── Excerpted text

I have been told by multiple people (so, like, two. Maybe 3) over the years that things I have posted have changed their minds and their leanings on political topics. But these were not any of the people I was directly addressing. I think they may have all been before the rise of Big Social, too.

[–] Sixtyforce@sh.itjust.works 5 points 2 days ago

I've watched conservative theists unravel and admit things about themselves openly as they crash out under questioning they started by making a thread on debate forums, but they always relapsed by the next day.

[–] proudblond@lemmy.world 4 points 2 days ago

I am a lurker, mostly. I have never tried to change anyone’s opinion online that I can think of. But as a lurker, you can bet that my viewpoint might be changed by a good argument, even if it’s not directed at me. Just as it happens with religion, I’m sure there are conservatives (or leftists for that matter) on the internet that may have cracks beginning to form in their worldviews, and the right exposure on the internet can send them down a rabbit hole of questioning and considering alternatives. I suspect a major part of the reason I have gotten more and more leftist myself over time is because of exposure to good arguments on the left and much fewer on the right, plus the lack of desire from the right to partake in good faith arguments.

So what I’m saying is, your argument may not get through to the target, but there is collateral … well, not damage, but you get what I mean.

────
── Dataset excerpts

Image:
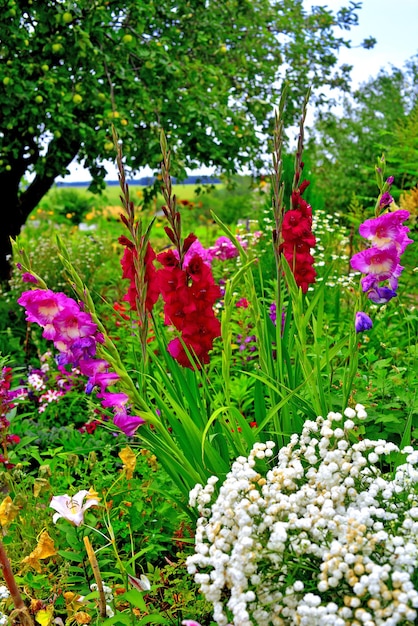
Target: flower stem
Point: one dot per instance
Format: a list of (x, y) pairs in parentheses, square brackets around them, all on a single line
[(97, 576)]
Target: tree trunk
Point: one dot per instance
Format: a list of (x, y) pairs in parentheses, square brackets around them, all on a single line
[(16, 209), (17, 205)]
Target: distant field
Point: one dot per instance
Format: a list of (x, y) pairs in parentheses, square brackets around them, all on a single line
[(111, 194)]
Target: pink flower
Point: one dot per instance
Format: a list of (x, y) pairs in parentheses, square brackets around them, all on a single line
[(115, 400), (387, 231), (381, 262), (71, 324), (363, 322), (128, 424), (29, 278), (43, 305)]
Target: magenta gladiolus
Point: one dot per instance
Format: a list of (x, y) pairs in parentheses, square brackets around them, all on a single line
[(363, 322), (128, 424), (387, 231), (379, 262)]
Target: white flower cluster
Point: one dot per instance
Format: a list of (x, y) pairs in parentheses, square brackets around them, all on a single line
[(323, 537)]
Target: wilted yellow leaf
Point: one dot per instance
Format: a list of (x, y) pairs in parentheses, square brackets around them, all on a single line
[(43, 550), (92, 494), (44, 616), (81, 617), (39, 484), (129, 461), (8, 511)]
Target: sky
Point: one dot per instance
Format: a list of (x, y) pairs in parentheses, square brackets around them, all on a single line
[(394, 24)]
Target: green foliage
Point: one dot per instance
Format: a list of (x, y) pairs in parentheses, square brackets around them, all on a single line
[(69, 205), (71, 72), (379, 117)]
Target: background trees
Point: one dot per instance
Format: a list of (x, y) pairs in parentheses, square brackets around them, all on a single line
[(208, 72), (380, 117)]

────

### Requirement 1
In the forum thread, when did the conservative theists that Sixtyforce watched relapse?
### Requirement 2
Sum up the forum thread in two sentences.
The rows play no part here.

### Solution 1
By the next day.

### Solution 2
In the forum thread, one commenter says a few people reported changing their political views because of posts that weren't addressed to them, and Sixtyforce describes conservative theists who admitted things under questioning but relapsed by the next day. The lurker proudblond says good arguments can shift the views of onlookers, credits exposure to them for a growing leftward drift, and concludes that an argument can reach others even when it doesn't get through to its target.